(CONSIGNES):
A) Recopiez sans rien changer tout ce qui, dans le billet sur Nizan, va de « Citation du 21 » jusqu'à « regrette-t-elle le passé ? ».
B) D'après le billet sur Nizan, les affirmations suivantes sont-elles vraies ? Répondez par oui ou non et citez à chaque fois les mots du billet qui tranchent.
(i) La citation du jour est tirée de *La conspiration*.
(ii) Le billet affirme qu'on a l'habitude de retenir plusieurs citations de Nizan.
(iii) La citation du jour évoque une colère née du vertige des occasions manquées.
C) Dans le billet sur Nizan, quelles sont les choses qui menacent de ruine un jeune homme ?

(TEXTE À LIRE):
....
Friday, October 20, 2017

Citation du 21 octobre 2017

La jeunesse sait … qu’elle n’est que le temps de l’ennui, du désordre ; pas un soir à vingt ans où l’on ne s’endorme avec cette colère ambiguë qui naît du vertige des occasions manquées.
Paul Nizan – La conspiration


On est habitué à ne retenir qu’une citation de Nizan, c’est celle-ci : « J'avais vingt ans et je ne laisserai personne dire que c'est le plus bel âge de la vie. » Encore heureux si on se soucie de la phrase qui suit : « Tout menace de ruine un jeune homme : l'amour, les idées, la perte de sa famille, l'entrée parmi les grandes personnes. Il est dur à apprendre sa partie dans le monde. » Et puis on passe à autre chose.
--> Qu’est-ce que cette jeunesse dont parle Nizan redoute ? En quoi la perspective de l’âge adulte la menace-t-elle ? Craint-elle l’avenir ou regrette-t-elle le passé ?
Nous proposons donc aujourd’hui notre Citation-du-jour qui met les choses en ordre : « La jeunesse sait … qu’elle n’est que le temps de l’ennui, du désordre ; pas un soir à vingt ans où l’on ne s’endorme avec cette colère ambiguë qui naît du vertige des occasions manquées. »
....
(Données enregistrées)
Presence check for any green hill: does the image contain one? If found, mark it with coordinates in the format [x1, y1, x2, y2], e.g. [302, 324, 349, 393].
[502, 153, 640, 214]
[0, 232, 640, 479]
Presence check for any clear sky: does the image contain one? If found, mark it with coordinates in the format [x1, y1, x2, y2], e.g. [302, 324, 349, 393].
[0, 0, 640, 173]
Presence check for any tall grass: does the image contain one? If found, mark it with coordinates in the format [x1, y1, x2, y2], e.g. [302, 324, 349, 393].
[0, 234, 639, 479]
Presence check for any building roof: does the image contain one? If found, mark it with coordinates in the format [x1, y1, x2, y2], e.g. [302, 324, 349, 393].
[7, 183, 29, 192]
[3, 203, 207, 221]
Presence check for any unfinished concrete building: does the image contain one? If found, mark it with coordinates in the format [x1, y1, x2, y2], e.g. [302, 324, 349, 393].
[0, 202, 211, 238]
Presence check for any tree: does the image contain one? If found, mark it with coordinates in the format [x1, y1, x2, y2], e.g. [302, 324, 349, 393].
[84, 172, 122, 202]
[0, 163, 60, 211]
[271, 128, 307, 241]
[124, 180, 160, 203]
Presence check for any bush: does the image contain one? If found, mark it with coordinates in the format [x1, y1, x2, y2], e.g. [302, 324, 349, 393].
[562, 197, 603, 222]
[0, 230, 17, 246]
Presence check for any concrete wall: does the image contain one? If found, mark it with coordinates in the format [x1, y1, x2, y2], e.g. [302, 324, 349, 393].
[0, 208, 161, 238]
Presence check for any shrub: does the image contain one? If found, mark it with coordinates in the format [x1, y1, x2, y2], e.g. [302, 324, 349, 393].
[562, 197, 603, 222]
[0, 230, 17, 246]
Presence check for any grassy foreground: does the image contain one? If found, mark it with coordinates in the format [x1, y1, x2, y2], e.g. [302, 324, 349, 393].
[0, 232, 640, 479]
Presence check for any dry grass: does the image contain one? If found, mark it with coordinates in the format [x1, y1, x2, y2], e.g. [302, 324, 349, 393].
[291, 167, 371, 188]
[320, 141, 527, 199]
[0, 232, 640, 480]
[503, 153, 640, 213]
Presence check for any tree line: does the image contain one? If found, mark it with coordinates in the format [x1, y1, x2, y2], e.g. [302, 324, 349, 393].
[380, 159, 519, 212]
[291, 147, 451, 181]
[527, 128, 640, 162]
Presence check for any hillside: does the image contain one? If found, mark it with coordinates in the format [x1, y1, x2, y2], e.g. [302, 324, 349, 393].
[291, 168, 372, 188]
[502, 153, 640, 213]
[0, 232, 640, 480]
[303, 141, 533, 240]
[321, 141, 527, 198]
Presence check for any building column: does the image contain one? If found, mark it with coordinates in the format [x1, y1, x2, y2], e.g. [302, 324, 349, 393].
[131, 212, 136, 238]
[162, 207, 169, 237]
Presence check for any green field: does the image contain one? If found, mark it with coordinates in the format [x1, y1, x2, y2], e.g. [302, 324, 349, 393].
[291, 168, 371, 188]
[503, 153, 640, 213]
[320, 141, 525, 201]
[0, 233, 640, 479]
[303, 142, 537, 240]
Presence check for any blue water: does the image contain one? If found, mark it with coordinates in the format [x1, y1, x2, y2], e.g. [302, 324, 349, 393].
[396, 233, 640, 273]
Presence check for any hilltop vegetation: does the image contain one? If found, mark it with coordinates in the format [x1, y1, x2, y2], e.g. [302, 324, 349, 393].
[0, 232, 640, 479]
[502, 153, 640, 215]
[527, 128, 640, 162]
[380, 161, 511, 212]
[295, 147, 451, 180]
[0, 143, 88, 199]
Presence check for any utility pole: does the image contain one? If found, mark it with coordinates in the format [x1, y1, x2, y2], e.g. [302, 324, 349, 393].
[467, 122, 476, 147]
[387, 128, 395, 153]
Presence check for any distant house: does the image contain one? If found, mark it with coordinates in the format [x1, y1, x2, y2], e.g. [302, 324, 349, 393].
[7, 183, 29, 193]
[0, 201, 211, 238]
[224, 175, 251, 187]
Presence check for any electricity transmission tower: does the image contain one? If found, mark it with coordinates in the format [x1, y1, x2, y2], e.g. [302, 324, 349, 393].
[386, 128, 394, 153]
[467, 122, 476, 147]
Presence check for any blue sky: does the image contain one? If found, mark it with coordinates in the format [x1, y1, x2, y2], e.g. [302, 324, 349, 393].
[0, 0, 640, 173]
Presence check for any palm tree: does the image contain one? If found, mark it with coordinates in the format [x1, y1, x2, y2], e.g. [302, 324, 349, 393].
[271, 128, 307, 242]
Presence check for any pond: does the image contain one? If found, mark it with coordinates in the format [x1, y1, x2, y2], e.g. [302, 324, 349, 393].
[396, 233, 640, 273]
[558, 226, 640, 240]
....
(CORRIGÉS):
A)
Citation du 21 octobre 2017

La jeunesse sait … qu’elle n’est que le temps de l’ennui, du désordre ; pas un soir à vingt ans où l’on ne s’endorme avec cette colère ambiguë qui naît du vertige des occasions manquées.
Paul Nizan – La conspiration


On est habitué à ne retenir qu’une citation de Nizan, c’est celle-ci : « J'avais vingt ans et je ne laisserai personne dire que c'est le plus bel âge de la vie. » Encore heureux si on se soucie de la phrase qui suit : « Tout menace de ruine un jeune homme : l'amour, les idées, la perte de sa famille, l'entrée parmi les grandes personnes. Il est dur à apprendre sa partie dans le monde. » Et puis on passe à autre chose.
--> Qu’est-ce que cette jeunesse dont parle Nizan redoute ? En quoi la perspective de l’âge adulte la menace-t-elle ? Craint-elle l’avenir ou regrette-t-elle le passé ?

B)
(i) Oui : « Paul Nizan – La conspiration ».
(ii) Non : « On est habitué à ne retenir qu’une citation de Nizan ».
(iii) Oui : « cette colère ambiguë qui naît du vertige des occasions manquées ».

C) L'amour, les idées, la perte de sa famille et l'entrée parmi les grandes personnes.